**Excerpted data:**
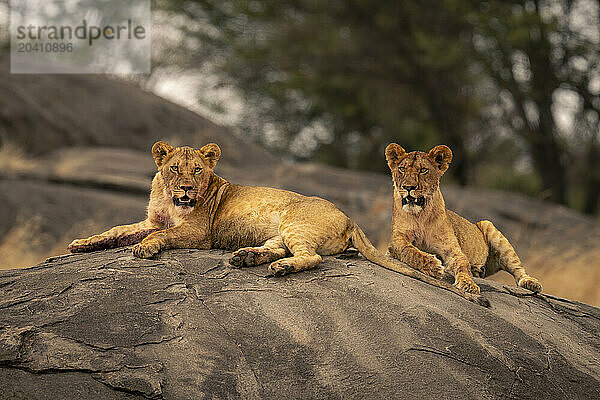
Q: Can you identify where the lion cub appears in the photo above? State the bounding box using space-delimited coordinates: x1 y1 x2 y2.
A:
68 142 488 305
385 143 542 294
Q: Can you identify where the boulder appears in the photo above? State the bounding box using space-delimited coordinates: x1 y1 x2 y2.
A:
0 248 600 400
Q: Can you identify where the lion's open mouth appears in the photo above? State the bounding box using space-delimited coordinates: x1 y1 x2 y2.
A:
402 195 425 207
173 194 196 207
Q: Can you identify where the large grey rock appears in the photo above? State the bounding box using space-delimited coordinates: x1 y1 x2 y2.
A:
0 248 600 400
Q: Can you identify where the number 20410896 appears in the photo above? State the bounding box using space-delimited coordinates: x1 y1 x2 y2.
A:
18 43 73 53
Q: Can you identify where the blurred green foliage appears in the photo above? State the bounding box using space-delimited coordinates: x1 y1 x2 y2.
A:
157 0 600 213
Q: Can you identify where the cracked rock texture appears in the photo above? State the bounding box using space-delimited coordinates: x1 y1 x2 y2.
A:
0 248 600 400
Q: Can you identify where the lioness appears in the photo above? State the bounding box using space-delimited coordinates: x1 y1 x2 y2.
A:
68 142 487 305
385 143 542 294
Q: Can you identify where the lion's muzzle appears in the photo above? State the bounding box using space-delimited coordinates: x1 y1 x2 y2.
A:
173 194 196 207
402 195 425 207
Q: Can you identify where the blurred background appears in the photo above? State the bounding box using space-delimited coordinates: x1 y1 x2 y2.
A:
0 0 600 305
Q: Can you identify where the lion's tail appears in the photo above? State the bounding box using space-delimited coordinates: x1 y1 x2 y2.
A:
350 224 490 307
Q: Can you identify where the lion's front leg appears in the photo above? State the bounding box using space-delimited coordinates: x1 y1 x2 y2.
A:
67 219 157 253
132 223 210 258
442 249 481 294
389 237 443 279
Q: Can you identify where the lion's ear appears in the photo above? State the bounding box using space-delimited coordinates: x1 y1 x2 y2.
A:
152 142 173 168
200 143 221 168
428 144 452 173
385 143 406 170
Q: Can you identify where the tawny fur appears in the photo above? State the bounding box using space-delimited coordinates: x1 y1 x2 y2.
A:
385 143 542 294
69 142 487 305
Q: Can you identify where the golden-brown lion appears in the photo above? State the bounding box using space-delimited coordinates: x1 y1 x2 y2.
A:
385 143 542 294
69 142 487 305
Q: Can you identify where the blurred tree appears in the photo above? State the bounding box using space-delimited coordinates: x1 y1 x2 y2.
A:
472 0 600 209
162 0 490 184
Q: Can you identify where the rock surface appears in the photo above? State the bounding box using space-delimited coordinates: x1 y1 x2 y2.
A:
0 248 600 400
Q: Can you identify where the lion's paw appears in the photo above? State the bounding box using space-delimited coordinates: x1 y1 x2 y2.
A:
454 273 481 294
269 260 294 276
132 241 160 258
420 256 444 279
67 238 95 253
229 249 256 268
519 275 542 293
471 264 485 278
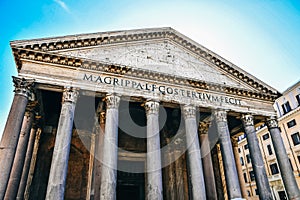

**Your instructions:**
Copy every item above word for word, leaving out the pictures.

**Response to the task:**
Q: Can you identify where the lion cub appears in the photo above? State the bounding box using space-delimited coordinates: x1 y1 x2 y2.
A:
68 142 488 305
385 143 542 294
Q: Can you identify where the boulder appears in the photo above? State the bounding box using space-delimited coordinates: x1 y1 x2 y2.
A:
0 248 600 400
Q: Can you identify where the lion's open mouth appears in the photo above? State the bounding box using space-delimited coordinates: x1 y1 x2 y2.
A:
402 195 425 207
173 194 196 207
Q: Can you identify where the large grey rock appears in the photo above? State the bounding box using space-delimited coordinates: x1 y1 x2 y2.
A:
0 248 600 400
Q: Can you identify where the number 20410896 appears in the photo above? State the bounding box using space-delimited coordinates: x1 y1 x2 y2.
A:
18 43 73 53
Q: Can you identify where the blurred green foliage appears in the photo above? State the bounding box using space-delimited coordinates: x1 y1 x2 y2.
A:
157 0 600 213
Q: Can you identify where the cracked rock texture appears in the photo above? State the bounding box using space-delimited coordinates: x1 y1 x2 y2.
A:
0 248 600 400
Q: Can you identify where the lioness appears in the photo above? State the bounding box using space-delimited coordinates: x1 y1 x2 y2.
A:
68 142 487 305
385 143 542 294
Q: Can you identify where the lion's muzzle appears in the photo above? State the bounding box using space-delimited coordinates: x1 y1 x2 y2.
A:
173 194 196 207
402 195 425 207
Q: Can you identify where the blurred background appears in the photo above? State the bounding box using space-delimited coordinates: x1 y1 x2 y2.
A:
0 0 600 305
Q: Can you identify where the lion's tail appears in the photo above? State the bounding box using space-delimited coordinates: x1 y1 x2 y2.
A:
350 224 490 307
Q: Can you identify where the lion's front leg appears in the photo above? State the bounding box using space-delimited coordinates: x1 y1 x2 y2.
A:
67 219 157 253
132 223 210 258
442 249 481 294
389 237 443 279
Q: Can you identify where the lion's ear appears in the photo above? State the bounding box using space-delimited coordinates: x1 y1 x2 y2.
A:
152 142 173 168
200 143 221 168
428 144 452 173
385 143 406 170
Q: Can you identify where the tawny fur appears in the photo above? State the bounding box using space-delimited coordinates: x1 y1 x2 y2.
A:
385 143 542 294
69 142 487 305
Q: Can you identify where the golden-brown lion appears in the photo above? State the bounding box using space-delimited coordinates: x1 y1 x2 y2.
A:
385 143 542 294
69 142 487 305
Q: Can you identify where the blurred tree appears in the photo above? State the bounding box using space-delimited coordinates: x1 y1 x2 y2.
A:
472 0 600 209
162 0 490 184
Q: Can you identify where the rock surface appears in the photo above? State the bounding box using space-delimited coordinates: x1 y1 x2 y2.
A:
0 248 600 400
Q: Can you identify where the lion's paw appears in the photo above? State the bounding box using space-delimited coordinates: x1 y1 x2 y2.
A:
454 273 481 294
269 260 294 276
132 241 160 258
420 256 444 279
67 238 95 253
229 249 256 268
519 275 542 293
471 264 485 278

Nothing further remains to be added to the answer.